— start of EXCERPTED TEXT —

Thanks for the link to the beamwidth, I overlooked that this morning. Silly me, I looked in the "Specifications" but didn't read the "Overview" carefully. I suspect someone used the verbiage from another model but didn't catch the different BW. I'll notify the marketing manager about it.

Horizontal beamwidth is technically defined as the "Half-Power Beam Width (HPBW)". This is the arc that covers the peak lobe and defines where the reception is 1/2 the peak on either side of maximum, also known as the -3 dB points. A good tutorial is available at http://www.antenna-theory.com/basics/radPatDefs.php

Should you need the wide BW of a C4 but desire a bit more gain, you can stack two C2s vertically on the same mast and combine them with a reversed splitter and two equal length coax segments. This will compress the radiation pattern vertically and will provide a 2-3 dB increase in forward gain while maintaining horizontal HPBW. This is the same as what happens when we go from our C1 to the C2 UHF loops or from a DB2e to a DB4e.
I tried combining it that way (stacking them) and it lost some power. Probably because using the splitter creates a loss or 3db. I think I would have needed a combiner similar to what included with the C4 to make that work. Just like the "old" vs "new" DB8 that introduced the PCB combiner. I'd be interested in trying it that way(PCB method) but basically using the splitter made it have the same reception as the C2.

This is the C4 spec sheet I had found thanks to Google. I'm thinking the 70 degree width is from the to bubbles on the higher UHF channels.

— end of EXCERPTED TEXT —

▶ _GIVEN EXERCISE 1_:
In the antenna discussion, what is horizontal beamwidth technically defined as?
▶ _GIVEN EXERCISE 2_:
Decide whether each statement agrees with the antenna discussion, answering yes or no and quoting the words that settle it.
(a) The first writer intends to tell the marketing manager about the beamwidth discrepancy.
(b) Stacking two C2s is said to increase forward gain by 2-3 dB.
(c) When the C2s were stacked with a splitter, reception improved over a single C2.

— start of RAW DATA —

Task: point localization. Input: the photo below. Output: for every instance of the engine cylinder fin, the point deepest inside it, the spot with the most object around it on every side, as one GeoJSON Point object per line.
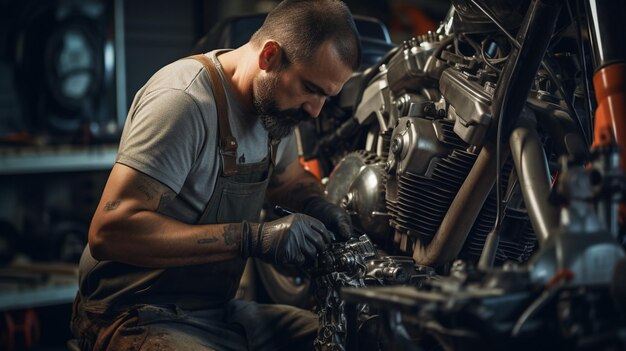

— end of RAW DATA —

▶ _PROBLEM SOLUTION 1_:
The "Half-Power Beam Width (HPBW)".

▶ _PROBLEM SOLUTION 2_:
(a) Yes: "I'll notify the marketing manager about it."
(b) Yes: "will provide a 2-3 dB increase in forward gain while maintaining horizontal HPBW"
(c) No: "using the splitter made it have the same reception as the C2."